#### What is expected
Once the line containing "Every instance of the window in" is found in the entries below, reproduce it and every line after it, stopping at and including the line containing "Every instance of the chimney in"; reproduce nothing else, and keep each line exact.

Point-per-instance localization data

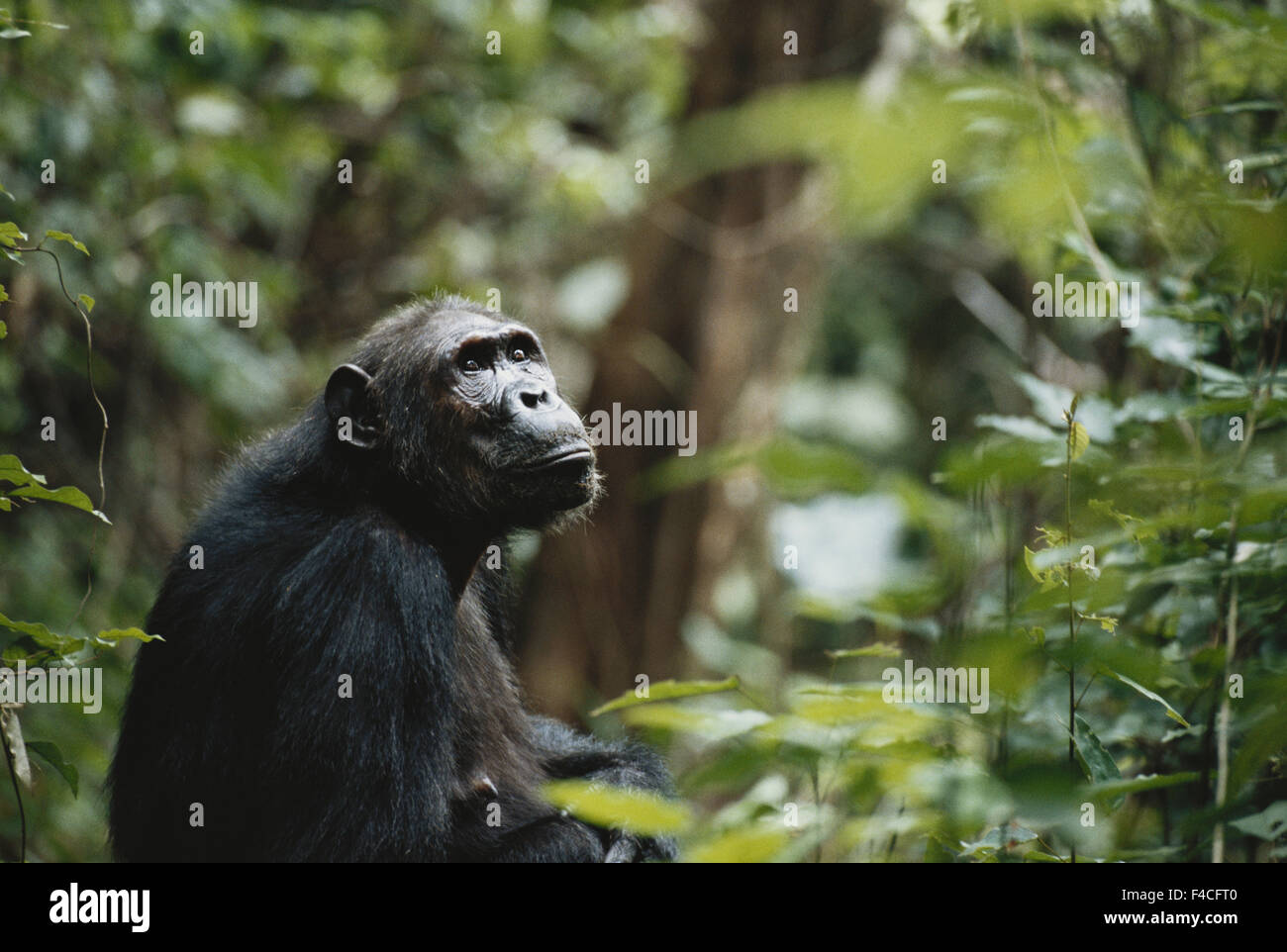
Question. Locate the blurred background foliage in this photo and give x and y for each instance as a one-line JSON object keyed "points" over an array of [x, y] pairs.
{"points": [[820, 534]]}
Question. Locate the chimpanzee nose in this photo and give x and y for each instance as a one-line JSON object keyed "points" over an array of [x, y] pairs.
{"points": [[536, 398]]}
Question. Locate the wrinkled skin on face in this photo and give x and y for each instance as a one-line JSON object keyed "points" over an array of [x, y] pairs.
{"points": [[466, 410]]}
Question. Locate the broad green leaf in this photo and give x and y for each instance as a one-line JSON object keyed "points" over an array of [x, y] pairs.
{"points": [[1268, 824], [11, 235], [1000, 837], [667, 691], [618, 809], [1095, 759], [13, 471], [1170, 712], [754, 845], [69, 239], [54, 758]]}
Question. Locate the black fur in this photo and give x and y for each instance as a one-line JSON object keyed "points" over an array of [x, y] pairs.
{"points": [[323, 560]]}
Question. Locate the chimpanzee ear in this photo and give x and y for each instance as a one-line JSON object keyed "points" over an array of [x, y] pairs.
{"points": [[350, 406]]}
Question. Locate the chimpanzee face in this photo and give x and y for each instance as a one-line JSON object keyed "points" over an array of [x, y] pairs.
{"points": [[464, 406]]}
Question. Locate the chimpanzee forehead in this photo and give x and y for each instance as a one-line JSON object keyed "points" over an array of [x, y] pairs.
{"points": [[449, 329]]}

--

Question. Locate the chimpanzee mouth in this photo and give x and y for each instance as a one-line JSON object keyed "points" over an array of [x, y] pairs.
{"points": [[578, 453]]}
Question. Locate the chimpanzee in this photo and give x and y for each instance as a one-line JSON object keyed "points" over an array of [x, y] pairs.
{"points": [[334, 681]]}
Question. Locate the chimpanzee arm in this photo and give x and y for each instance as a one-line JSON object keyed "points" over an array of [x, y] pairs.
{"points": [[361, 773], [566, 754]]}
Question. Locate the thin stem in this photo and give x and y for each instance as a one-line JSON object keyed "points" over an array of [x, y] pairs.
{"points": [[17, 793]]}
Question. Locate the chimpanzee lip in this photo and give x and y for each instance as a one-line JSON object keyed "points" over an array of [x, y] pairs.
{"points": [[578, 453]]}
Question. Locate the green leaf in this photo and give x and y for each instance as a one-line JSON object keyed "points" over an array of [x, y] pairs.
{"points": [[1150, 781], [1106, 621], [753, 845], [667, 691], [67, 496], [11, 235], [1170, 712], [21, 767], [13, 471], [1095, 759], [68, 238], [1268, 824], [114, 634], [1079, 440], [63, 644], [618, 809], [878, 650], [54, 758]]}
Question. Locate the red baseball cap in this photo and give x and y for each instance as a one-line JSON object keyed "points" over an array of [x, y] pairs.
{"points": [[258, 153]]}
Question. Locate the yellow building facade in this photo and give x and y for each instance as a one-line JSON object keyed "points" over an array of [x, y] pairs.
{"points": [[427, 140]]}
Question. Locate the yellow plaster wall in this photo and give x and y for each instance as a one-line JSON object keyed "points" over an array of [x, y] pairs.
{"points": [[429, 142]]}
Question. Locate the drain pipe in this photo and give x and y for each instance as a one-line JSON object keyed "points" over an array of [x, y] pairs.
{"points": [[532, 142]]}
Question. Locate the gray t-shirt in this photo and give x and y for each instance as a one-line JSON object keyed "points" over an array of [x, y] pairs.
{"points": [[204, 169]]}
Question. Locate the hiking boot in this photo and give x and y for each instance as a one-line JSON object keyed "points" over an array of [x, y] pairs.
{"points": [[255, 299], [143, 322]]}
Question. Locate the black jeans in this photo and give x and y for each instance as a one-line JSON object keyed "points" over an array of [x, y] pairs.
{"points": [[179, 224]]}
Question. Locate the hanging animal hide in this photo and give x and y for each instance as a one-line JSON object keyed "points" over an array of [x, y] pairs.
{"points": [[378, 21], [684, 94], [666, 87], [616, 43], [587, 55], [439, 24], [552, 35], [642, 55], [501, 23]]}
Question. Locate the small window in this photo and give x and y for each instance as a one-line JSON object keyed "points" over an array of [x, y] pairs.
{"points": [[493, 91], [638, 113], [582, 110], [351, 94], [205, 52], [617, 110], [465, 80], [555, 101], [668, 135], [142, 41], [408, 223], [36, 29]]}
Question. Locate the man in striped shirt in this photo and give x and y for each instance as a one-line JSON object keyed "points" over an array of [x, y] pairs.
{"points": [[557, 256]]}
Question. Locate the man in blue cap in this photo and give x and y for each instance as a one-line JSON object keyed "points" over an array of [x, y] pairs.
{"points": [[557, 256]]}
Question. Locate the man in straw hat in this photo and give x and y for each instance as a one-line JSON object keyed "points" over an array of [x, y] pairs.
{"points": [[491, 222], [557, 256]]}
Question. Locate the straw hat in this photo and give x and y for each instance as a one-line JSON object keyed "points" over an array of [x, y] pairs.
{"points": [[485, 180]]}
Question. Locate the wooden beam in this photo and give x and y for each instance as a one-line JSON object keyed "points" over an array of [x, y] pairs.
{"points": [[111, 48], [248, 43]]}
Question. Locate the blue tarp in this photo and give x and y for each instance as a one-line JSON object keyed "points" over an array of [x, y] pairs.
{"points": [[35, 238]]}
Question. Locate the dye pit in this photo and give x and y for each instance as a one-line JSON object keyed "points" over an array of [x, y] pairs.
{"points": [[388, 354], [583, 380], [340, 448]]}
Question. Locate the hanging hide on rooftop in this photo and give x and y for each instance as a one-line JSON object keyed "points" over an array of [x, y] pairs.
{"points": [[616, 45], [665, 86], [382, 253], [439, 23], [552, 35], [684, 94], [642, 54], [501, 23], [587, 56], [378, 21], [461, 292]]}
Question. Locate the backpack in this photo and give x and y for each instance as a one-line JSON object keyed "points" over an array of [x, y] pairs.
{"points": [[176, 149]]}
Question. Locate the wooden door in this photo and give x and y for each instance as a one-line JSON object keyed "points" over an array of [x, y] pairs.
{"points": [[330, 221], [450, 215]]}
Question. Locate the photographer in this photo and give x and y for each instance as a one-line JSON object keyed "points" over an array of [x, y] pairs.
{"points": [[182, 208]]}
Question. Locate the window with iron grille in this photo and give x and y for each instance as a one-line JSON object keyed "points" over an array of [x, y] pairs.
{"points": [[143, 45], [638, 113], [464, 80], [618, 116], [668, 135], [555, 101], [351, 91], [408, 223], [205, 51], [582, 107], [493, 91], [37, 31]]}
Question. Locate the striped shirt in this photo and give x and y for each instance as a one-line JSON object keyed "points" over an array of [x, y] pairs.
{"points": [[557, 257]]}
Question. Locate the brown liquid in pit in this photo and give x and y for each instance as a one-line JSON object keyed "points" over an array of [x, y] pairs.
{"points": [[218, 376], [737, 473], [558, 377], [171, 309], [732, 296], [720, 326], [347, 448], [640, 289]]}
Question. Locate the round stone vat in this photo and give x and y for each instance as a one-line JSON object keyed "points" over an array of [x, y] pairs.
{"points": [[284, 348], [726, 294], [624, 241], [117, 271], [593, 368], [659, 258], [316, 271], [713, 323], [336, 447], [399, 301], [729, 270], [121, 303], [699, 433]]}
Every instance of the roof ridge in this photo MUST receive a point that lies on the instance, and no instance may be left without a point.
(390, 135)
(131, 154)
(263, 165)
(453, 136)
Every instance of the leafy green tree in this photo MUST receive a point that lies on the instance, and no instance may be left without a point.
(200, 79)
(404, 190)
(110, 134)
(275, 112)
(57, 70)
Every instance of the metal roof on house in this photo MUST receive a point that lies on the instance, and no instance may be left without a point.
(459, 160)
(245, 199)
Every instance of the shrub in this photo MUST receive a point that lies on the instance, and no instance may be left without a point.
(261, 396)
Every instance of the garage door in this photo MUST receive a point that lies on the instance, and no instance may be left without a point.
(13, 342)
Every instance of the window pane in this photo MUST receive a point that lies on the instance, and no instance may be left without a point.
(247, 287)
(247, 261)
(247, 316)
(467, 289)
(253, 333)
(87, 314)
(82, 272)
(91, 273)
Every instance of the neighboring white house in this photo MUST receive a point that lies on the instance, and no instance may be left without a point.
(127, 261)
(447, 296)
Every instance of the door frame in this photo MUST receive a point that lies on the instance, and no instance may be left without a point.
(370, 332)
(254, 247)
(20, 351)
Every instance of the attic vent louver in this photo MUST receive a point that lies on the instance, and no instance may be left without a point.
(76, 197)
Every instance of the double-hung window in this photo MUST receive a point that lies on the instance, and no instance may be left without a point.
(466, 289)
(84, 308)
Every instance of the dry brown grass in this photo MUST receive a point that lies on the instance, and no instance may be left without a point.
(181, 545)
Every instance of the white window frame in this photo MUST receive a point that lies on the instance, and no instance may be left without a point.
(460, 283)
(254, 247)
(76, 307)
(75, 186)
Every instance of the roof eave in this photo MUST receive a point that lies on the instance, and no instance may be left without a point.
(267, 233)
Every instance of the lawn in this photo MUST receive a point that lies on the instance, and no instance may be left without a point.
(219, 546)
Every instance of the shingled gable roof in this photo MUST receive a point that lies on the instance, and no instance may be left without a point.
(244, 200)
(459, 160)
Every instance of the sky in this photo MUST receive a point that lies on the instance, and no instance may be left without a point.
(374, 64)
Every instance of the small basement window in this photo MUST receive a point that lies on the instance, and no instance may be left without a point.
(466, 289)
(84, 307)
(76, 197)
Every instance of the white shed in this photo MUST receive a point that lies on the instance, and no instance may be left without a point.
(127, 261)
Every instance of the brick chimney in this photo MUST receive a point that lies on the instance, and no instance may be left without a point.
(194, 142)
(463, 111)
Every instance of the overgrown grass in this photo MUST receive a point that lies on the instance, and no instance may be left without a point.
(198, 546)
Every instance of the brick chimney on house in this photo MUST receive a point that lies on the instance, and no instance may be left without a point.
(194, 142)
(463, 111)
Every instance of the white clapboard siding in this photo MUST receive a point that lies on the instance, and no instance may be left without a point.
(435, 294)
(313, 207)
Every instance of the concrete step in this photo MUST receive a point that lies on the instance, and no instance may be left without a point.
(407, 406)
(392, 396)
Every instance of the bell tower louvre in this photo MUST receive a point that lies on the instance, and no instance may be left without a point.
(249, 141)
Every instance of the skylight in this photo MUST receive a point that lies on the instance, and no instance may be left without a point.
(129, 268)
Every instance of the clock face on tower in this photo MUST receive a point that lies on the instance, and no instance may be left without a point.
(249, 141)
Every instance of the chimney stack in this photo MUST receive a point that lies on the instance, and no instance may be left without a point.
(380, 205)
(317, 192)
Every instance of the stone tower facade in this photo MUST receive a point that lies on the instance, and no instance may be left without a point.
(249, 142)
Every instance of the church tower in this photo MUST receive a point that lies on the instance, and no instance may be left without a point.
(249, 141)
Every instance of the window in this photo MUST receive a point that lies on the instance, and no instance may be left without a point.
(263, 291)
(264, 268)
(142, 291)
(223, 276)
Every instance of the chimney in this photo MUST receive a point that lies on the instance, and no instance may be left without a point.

* * *

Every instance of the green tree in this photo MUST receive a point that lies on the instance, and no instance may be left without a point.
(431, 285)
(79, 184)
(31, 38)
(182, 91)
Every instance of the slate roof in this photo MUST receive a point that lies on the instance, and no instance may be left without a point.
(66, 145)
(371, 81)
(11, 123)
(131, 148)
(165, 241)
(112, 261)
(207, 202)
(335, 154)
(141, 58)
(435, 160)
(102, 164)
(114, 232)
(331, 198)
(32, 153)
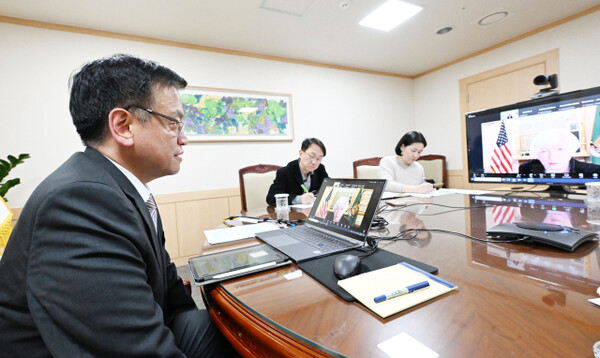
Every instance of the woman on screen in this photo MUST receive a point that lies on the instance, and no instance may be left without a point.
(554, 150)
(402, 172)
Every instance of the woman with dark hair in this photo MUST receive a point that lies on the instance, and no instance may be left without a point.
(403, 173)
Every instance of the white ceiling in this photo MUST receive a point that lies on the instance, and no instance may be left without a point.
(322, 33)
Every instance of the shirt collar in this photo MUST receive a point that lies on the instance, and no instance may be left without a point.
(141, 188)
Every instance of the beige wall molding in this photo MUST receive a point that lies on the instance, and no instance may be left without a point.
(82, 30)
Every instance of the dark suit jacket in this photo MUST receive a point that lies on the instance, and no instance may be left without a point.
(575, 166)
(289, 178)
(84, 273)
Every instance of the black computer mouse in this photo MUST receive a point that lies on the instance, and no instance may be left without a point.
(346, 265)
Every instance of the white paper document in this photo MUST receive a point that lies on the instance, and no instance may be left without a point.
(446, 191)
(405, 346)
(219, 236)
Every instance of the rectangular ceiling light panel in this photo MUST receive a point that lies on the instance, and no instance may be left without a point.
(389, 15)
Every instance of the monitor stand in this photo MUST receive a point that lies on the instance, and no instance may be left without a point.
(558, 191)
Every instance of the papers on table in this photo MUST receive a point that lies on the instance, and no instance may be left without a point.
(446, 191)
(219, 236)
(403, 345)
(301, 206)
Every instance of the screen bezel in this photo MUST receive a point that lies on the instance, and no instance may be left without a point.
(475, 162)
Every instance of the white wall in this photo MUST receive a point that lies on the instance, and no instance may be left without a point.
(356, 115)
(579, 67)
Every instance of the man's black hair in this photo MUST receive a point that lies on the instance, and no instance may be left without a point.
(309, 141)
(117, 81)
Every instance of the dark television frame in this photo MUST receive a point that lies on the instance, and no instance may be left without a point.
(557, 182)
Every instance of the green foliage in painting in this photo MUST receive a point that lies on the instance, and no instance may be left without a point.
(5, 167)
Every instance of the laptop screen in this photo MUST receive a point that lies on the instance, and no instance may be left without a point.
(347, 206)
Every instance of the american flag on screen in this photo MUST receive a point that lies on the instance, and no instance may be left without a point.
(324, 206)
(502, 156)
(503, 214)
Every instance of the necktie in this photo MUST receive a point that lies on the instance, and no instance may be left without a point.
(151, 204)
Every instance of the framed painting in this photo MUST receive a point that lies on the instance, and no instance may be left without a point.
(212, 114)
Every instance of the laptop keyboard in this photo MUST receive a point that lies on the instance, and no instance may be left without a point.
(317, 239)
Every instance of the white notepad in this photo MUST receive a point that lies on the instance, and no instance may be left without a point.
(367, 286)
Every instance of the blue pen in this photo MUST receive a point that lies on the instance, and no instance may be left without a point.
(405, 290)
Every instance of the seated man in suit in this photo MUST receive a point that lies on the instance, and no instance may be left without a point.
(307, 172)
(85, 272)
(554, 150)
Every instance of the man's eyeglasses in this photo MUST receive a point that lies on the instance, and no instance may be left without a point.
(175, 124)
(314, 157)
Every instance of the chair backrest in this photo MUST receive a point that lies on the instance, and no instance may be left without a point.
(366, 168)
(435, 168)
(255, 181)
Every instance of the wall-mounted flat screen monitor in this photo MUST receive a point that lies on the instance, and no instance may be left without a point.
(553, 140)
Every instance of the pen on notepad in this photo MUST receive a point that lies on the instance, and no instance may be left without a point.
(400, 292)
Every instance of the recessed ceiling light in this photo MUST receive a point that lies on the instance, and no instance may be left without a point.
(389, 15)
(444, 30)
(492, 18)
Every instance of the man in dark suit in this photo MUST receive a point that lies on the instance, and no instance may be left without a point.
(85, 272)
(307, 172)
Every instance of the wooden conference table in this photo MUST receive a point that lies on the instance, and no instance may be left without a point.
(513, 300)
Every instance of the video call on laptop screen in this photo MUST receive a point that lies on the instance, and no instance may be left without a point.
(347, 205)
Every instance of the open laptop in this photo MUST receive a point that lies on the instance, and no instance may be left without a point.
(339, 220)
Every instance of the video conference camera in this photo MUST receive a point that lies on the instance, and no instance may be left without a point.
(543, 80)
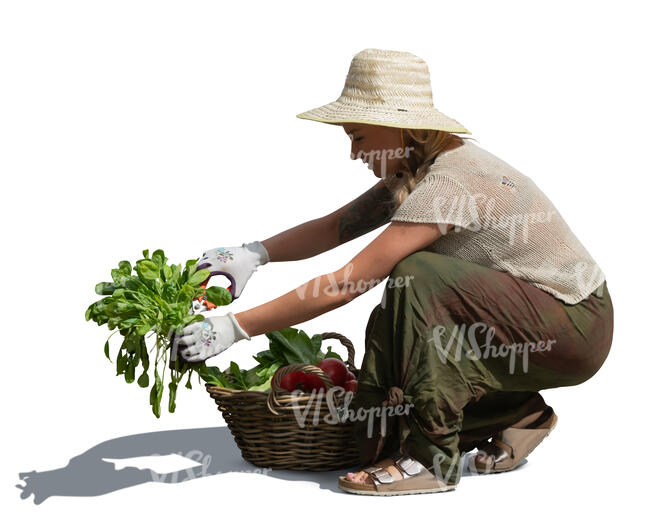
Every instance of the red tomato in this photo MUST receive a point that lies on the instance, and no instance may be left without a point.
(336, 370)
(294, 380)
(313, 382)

#### Exercise answer
Every instance of the window in this photo MUST receive a point that lies on the instance, and no instance may be left without a point.
(263, 291)
(264, 268)
(142, 291)
(223, 276)
Every instance of the chimney in this photo MUST receive a point that lies on the instance, and no instance may be left without a point.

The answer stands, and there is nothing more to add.